- Exercise
Convert the items below into a JSON list of strings, starting at the line containing "of the parking" and continuing through the last line of the items. Make each line its own string and leave out any blank lines.
┄┄┄┄┄┄┄┄┄┄┄┄┄┄┄┄┄┄┄┄
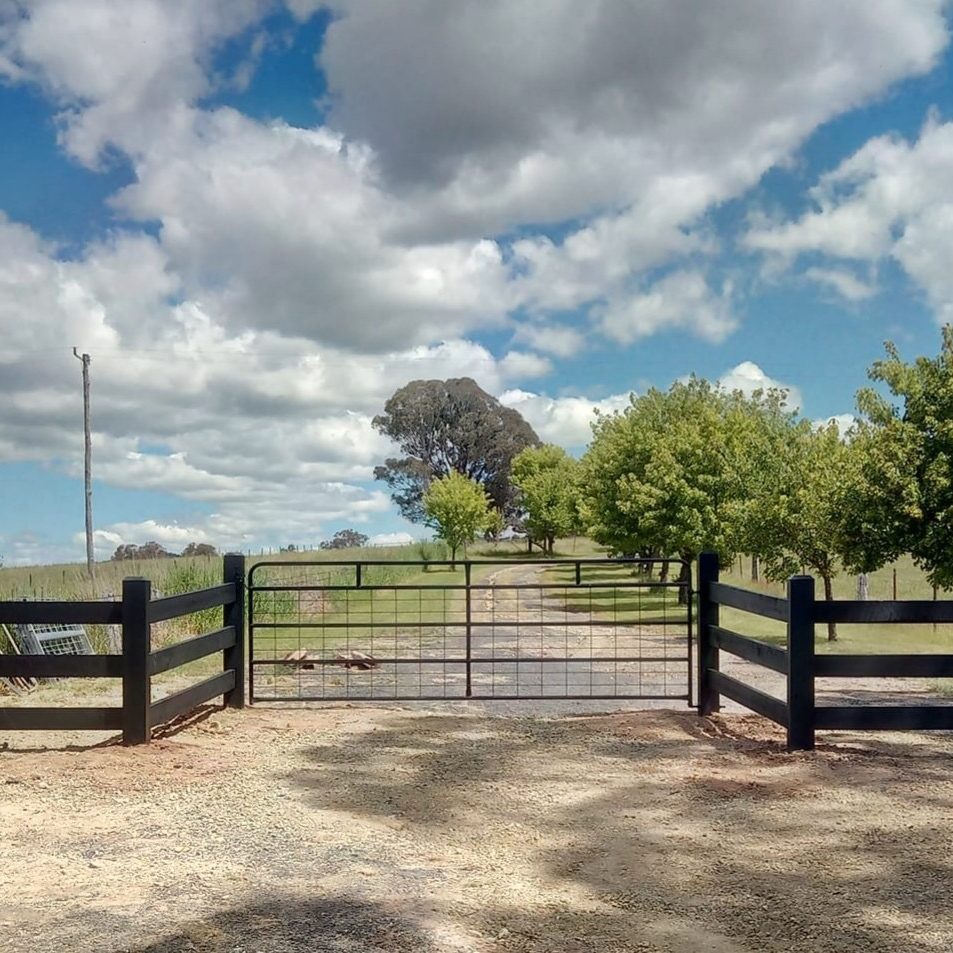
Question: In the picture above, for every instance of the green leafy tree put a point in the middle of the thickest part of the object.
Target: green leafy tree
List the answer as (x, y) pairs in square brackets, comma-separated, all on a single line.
[(450, 426), (673, 473), (902, 499), (495, 525), (797, 514), (200, 549), (344, 539), (457, 508), (547, 478)]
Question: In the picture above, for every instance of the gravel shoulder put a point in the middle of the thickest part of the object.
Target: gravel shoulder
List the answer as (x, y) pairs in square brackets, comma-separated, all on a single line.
[(441, 829)]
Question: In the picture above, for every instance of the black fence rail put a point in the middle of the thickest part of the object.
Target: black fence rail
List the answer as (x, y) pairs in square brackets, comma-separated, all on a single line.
[(592, 628), (800, 664), (138, 663)]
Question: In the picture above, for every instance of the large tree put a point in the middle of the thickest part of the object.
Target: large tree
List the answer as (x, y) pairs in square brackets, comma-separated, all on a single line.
[(457, 508), (547, 478), (797, 513), (445, 427), (902, 498), (673, 473)]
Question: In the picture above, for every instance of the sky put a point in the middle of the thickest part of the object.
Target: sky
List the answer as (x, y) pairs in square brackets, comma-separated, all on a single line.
[(261, 218)]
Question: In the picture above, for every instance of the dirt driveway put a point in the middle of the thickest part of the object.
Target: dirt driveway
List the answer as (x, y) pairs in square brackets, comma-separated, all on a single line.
[(374, 829)]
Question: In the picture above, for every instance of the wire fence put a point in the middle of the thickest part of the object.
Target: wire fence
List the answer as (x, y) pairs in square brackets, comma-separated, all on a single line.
[(504, 629)]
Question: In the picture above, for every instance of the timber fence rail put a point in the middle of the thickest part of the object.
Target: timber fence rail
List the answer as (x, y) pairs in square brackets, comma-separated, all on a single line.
[(138, 663), (799, 712)]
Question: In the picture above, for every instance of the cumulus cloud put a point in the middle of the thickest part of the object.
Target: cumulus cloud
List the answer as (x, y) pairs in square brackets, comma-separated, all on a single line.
[(390, 539), (558, 340), (844, 422), (748, 377), (682, 299), (892, 199), (566, 421), (845, 283), (272, 285)]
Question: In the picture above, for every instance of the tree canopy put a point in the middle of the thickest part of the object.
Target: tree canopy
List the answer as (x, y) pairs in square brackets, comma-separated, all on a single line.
[(797, 515), (547, 478), (344, 539), (450, 426), (903, 487), (457, 508), (674, 472)]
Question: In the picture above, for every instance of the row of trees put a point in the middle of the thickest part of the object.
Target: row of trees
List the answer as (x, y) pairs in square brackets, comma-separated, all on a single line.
[(696, 467)]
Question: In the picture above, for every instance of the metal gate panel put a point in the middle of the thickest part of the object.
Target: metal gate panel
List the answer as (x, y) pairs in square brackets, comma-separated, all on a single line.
[(480, 629)]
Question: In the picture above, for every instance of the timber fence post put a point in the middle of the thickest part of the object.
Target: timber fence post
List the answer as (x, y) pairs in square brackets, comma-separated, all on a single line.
[(234, 615), (136, 647), (709, 700), (801, 663)]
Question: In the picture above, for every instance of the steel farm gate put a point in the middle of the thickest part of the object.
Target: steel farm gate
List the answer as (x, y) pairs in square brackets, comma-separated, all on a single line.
[(480, 629)]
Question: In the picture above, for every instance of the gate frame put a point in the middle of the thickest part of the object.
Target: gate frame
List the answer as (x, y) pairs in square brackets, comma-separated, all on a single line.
[(468, 586)]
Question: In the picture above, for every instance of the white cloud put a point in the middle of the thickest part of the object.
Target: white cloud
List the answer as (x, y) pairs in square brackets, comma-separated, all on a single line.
[(390, 539), (560, 341), (285, 281), (844, 422), (845, 283), (121, 69), (748, 377), (682, 299), (521, 365), (566, 421), (892, 199)]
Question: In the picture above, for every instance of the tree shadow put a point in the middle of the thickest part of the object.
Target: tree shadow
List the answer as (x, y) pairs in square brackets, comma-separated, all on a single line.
[(698, 838), (282, 925)]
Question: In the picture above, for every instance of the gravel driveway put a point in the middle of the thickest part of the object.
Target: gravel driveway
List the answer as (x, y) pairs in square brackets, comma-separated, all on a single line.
[(368, 829)]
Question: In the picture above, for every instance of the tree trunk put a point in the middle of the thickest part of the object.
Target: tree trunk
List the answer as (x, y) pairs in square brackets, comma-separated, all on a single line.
[(863, 587), (829, 595)]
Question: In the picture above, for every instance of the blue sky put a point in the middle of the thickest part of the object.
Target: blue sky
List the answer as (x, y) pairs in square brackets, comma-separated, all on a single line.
[(261, 218)]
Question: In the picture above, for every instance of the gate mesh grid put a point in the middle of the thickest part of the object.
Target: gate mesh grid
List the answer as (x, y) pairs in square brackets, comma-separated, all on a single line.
[(322, 631), (578, 629)]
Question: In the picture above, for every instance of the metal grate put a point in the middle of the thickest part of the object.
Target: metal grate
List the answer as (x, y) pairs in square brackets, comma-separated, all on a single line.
[(484, 629), (52, 640)]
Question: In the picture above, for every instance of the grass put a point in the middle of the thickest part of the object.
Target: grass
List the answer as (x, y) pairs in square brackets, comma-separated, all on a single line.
[(171, 576), (871, 639)]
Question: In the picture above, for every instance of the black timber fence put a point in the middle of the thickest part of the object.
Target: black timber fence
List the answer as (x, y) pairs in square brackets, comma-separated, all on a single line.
[(136, 613), (799, 712)]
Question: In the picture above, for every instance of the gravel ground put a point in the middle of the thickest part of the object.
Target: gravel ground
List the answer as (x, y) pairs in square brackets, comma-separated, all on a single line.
[(436, 829)]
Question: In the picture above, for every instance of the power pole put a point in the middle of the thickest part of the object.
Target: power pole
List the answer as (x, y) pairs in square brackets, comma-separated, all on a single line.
[(87, 467)]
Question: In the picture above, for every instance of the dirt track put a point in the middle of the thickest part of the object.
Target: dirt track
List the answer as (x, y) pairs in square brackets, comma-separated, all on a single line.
[(372, 829)]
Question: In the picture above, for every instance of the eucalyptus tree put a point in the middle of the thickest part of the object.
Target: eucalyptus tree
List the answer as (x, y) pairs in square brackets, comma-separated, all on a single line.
[(450, 426), (548, 480)]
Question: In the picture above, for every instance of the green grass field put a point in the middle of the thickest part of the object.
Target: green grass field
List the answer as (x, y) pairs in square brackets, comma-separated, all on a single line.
[(852, 639), (171, 576)]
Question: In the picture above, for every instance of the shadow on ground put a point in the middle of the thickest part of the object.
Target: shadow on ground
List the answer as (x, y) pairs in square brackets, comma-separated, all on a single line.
[(669, 831), (327, 925)]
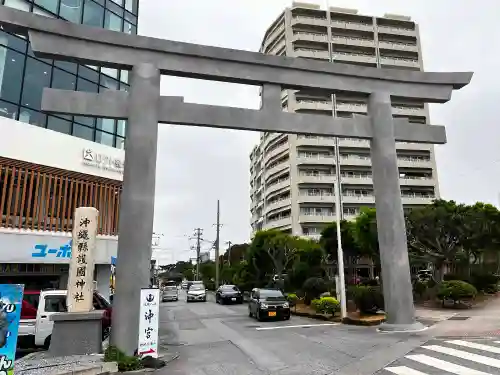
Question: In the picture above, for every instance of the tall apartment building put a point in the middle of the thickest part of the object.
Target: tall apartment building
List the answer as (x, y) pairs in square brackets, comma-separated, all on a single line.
[(51, 164), (293, 177)]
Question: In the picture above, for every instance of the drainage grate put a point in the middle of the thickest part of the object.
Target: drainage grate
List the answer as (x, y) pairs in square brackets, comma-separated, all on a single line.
[(459, 318)]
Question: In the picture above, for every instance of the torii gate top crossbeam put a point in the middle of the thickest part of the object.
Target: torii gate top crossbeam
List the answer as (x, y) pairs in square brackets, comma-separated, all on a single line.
[(60, 40)]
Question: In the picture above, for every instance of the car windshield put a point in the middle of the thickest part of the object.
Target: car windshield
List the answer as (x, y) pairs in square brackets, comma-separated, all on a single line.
[(229, 288), (271, 295)]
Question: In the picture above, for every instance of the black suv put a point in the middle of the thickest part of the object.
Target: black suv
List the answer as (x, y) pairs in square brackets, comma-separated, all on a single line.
[(268, 303)]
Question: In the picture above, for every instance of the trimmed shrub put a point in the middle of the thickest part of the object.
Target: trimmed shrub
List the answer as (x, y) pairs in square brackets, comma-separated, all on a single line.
[(368, 299), (313, 287), (485, 282), (369, 282), (292, 299), (326, 305), (456, 290), (124, 362)]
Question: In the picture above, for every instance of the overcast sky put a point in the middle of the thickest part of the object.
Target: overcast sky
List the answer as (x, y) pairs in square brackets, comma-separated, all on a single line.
[(197, 166)]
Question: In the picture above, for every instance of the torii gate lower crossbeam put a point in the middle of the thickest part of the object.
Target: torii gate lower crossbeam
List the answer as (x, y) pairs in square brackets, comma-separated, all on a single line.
[(144, 108)]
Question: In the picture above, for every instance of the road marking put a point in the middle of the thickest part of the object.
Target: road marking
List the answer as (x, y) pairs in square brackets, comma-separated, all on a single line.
[(444, 365), (474, 345), (465, 355), (297, 326), (403, 370)]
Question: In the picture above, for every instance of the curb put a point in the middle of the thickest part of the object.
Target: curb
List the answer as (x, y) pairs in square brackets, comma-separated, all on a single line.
[(317, 317), (95, 369)]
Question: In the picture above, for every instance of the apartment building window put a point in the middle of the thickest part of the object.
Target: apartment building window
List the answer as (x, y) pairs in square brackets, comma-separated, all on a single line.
[(358, 193), (316, 211), (18, 4)]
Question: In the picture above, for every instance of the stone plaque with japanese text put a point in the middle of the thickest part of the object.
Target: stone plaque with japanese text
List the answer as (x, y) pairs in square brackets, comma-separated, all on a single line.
[(81, 267)]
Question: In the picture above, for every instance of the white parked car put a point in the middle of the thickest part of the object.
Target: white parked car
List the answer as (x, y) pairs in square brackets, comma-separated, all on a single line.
[(196, 292)]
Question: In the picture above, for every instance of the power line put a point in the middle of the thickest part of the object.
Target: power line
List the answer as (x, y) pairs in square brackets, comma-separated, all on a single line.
[(198, 233)]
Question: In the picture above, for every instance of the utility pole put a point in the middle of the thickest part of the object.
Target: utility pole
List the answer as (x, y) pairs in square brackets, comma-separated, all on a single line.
[(198, 232), (229, 244), (217, 239)]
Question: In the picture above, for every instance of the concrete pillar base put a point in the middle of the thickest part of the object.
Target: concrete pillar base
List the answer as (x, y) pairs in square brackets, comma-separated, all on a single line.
[(395, 328), (76, 334)]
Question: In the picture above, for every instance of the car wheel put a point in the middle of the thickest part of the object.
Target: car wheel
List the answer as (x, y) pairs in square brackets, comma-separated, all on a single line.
[(258, 316), (46, 343)]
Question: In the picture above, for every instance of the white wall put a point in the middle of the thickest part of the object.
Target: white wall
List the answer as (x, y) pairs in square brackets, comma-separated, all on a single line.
[(19, 247), (29, 143)]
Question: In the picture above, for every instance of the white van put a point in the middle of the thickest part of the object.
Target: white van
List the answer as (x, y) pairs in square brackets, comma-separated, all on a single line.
[(37, 332)]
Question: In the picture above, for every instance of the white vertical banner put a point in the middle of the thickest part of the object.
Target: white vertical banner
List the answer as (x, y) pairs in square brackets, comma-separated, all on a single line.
[(81, 266), (148, 323)]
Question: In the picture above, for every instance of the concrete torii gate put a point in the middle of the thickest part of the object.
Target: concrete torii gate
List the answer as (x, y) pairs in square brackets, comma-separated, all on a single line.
[(144, 108)]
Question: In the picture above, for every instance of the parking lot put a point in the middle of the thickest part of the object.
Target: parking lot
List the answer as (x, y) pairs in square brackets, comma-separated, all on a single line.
[(222, 339)]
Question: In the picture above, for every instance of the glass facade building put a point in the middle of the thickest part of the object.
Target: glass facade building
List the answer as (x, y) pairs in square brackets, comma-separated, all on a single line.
[(23, 76)]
┄┄┄┄┄┄┄┄┄┄┄┄┄┄┄┄┄┄┄┄
- Solution for this problem
[
  "Question: In the picture above, for every instance of the parking lot put a point in the middle of the thickest part of the object.",
  "Target: parking lot",
  "List the answer as (x, y) pairs in square brackets, comma-separated, all on a single line.",
  "[(222, 339)]",
  "Question: In the picture above, for every instance of the glass facade building put a point in the middle of the thickest part of the object.",
  "Target: glass facade building",
  "List the answer as (x, y) pairs in square brackets, comma-separated, all on a single line.",
  "[(23, 76)]"
]